What is asked -> Quote every one of the lines below word for word, but leave the picture out of your reply.

Input ->
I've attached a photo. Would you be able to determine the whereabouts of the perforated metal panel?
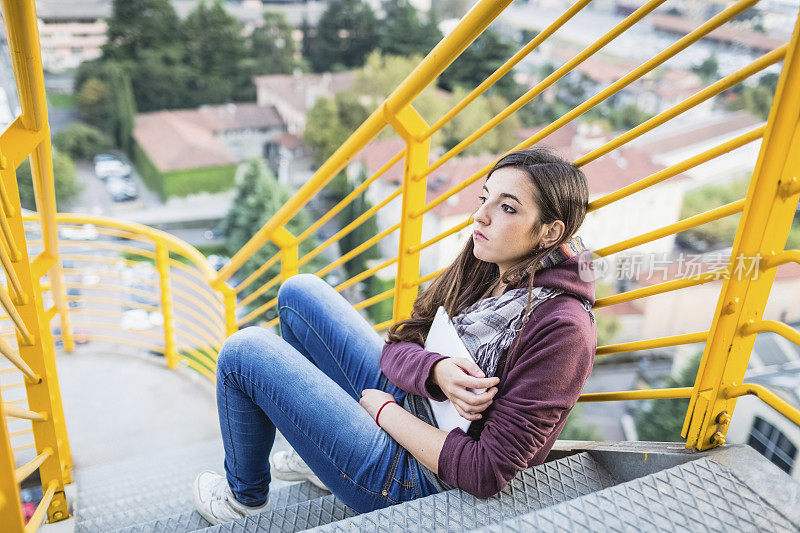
[315,453,615,532]
[203,495,356,533]
[479,459,798,533]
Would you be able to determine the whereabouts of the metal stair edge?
[304,452,617,533]
[472,456,797,533]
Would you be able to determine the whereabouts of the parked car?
[67,287,81,309]
[58,224,98,241]
[106,176,139,202]
[119,309,164,330]
[53,326,91,348]
[94,154,132,181]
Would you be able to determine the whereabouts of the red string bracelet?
[375,400,397,427]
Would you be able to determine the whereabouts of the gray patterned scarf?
[450,287,564,376]
[450,235,594,376]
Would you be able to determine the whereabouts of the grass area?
[196,244,228,257]
[47,93,75,109]
[162,165,236,198]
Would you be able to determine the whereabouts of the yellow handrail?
[0,0,800,533]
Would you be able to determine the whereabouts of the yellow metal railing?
[0,0,800,531]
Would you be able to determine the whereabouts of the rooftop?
[133,104,283,172]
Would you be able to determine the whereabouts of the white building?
[36,0,112,71]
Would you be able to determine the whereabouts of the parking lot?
[69,152,163,218]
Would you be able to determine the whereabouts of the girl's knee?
[278,274,327,309]
[217,326,269,376]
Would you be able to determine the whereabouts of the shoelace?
[211,478,228,501]
[277,451,308,471]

Correct response ->
I've attached a photo. Would you be able to determine the whereabouts of the perforated metal panel?
[315,453,615,532]
[203,495,356,533]
[479,459,798,533]
Would you be able to determine the whereabouts of the metal stair edge?
[304,452,617,533]
[472,456,797,533]
Would you be able to determine the whereabouts of the parked car?
[67,287,81,309]
[58,224,98,241]
[106,176,139,202]
[119,309,164,330]
[53,326,91,348]
[94,154,132,181]
Would you be able to determine the whereabouts of the red string bracelet?
[375,400,397,427]
Would you be able to determine the whereabouts of the gray patterned scarf?
[450,287,564,376]
[450,235,594,376]
Would you be able to determine the whereabouts of the grass area?
[196,244,228,257]
[47,93,75,109]
[162,165,236,198]
Would you be able to determine the whereabouts of the yellow handrail?
[0,0,800,533]
Would you be able to determine the whereabouts of the yellow metal railing?
[0,0,800,531]
Would you be able to determine the whereabouts of the rooftop?
[133,104,283,172]
Would you be able to determine the whereabouts of the white building?
[36,0,112,71]
Would you be able to determine the whereabouts of the parking lot?
[69,152,163,218]
Would you be able to determine the whereabouts of the girl's knee?
[278,274,327,309]
[217,326,269,376]
Would you be able to determine the whereabouts of the shoelace?
[211,478,228,501]
[277,451,308,471]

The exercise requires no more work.